Reading text —
Sterling at that point had twice settled lawsuits for discriminatory rental policies as a landlord and was described as having a ‘plantation mentality’ by Hall-of-Famer Elgin Baylor in another lawsuit. The NBA stood idle on those occasions, but three days after the recordings surfaced on TMZ, Sterling was banned from the NBA for life and a process to take his franchise away from him was put in motion.

Why the urgency? One of the reasons was that the NBA Playoffs were about to tip off and the league was facing a very real possibility of a player-led boycott absent any swift action.

That the league saw an opportunity to rid itself of a problem owner in a prime market might have helped move things along too. When Microsoft mogul Steve Ballmer eventually bought the Clippers — a moribund franchise without an arena — for a record $2 billion, every owner in the league won.

That seemed like an ancillary benefit at the time, but as things have unfolded since, it’s easier to look at how the Clippers situation was resolved as a case of justice meeting opportunity rather than the NBA being consumed with doing the right thing.

There’s no clear-cut guide as to whether what Sarver is shown to have to have done is worthy of him being stripped of his franchise — a process that Silver fairly points out is easier said than done. The investigation concluded that even though the Suns owner said and did a lot of stupid things and was an abusive boss who fostered a toxic workplace, “the investigation made no finding that Mr. Sarver’s workplace misconduct was motivated by racial or gender-based animus.”

Translation: even though he did things that could easily be construed as racist or misogynist, he didn’t do them out of any ill will towards women or racialized minorities.

It’s a generous interpretation of the facts, at the very least, but also indicates how little appetite Silver or the fellow owners have for self-policing.

Sarver gets to keep his team and at the start of the 2023-24 season, will be able to resume his NBA affiliation and pretend nearly two decades of being an abusive jerk never happened.

That’s power.

Whether the NBA’s sanctioned and funded investigation will be the final word on the Sarver fiasco will perhaps test the limits of where the real power in the league lies.

Jahm Najafi, one of Sarver’s partners and the second-largest shareholder in the franchise, called for Sarver to resign in an open letter to Suns employees sent on Thursday night:

“Similar conduct by any CEO, executive director, president, teacher, coach, or any other position of leadership would warrant immediate termination …. The fact that Robert Sarver ‘owns’ the team does not give him a license to treat others differently than any other leader … If we, as sports leaders, are not held to the same standards then how can we expect a functional society with integrity and respect on any level?”

Shortly before Najafi called for Sarver’s resignation, the mayor of Phoenix and some council members said they too were “appalled” by the behaviour attributed to the Suns’ majority owner in the NBA report and would be investigating any actions the municipality could take in their wake.

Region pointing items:

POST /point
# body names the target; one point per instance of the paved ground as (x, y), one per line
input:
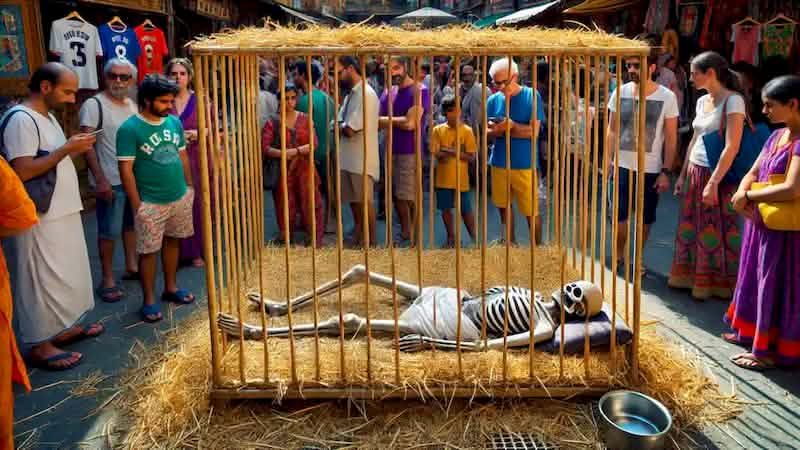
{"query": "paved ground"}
(47, 420)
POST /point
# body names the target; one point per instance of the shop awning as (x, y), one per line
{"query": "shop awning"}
(526, 14)
(298, 14)
(600, 6)
(488, 20)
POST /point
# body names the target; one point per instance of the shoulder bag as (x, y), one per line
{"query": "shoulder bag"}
(41, 188)
(754, 136)
(779, 216)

Work to complete —
A. Quote the passage on the NBA owners word for word, starting with "It’s a generous" and going on through "That’s power.".
B. Answer these questions from the passage on the NBA owners.
(i) How much did Steve Ballmer pay for the Clippers?
(ii) Who described Sterling as having a "plantation mentality"?
(iii) What is Jahm Najafi's standing in the Suns franchise?
The items play no part in the work on the text.

Results for each task —
A.
It’s a generous interpretation of the facts, at the very least, but also indicates how little appetite Silver or the fellow owners have for self-policing.

Sarver gets to keep his team and at the start of the 2023-24 season, will be able to resume his NBA affiliation and pretend nearly two decades of being an abusive jerk never happened.

That’s power.

B.
(i) A record $2 billion.
(ii) Hall-of-Famer Elgin Baylor.
(iii) He is one of Sarver's partners and the second-largest shareholder in the franchise.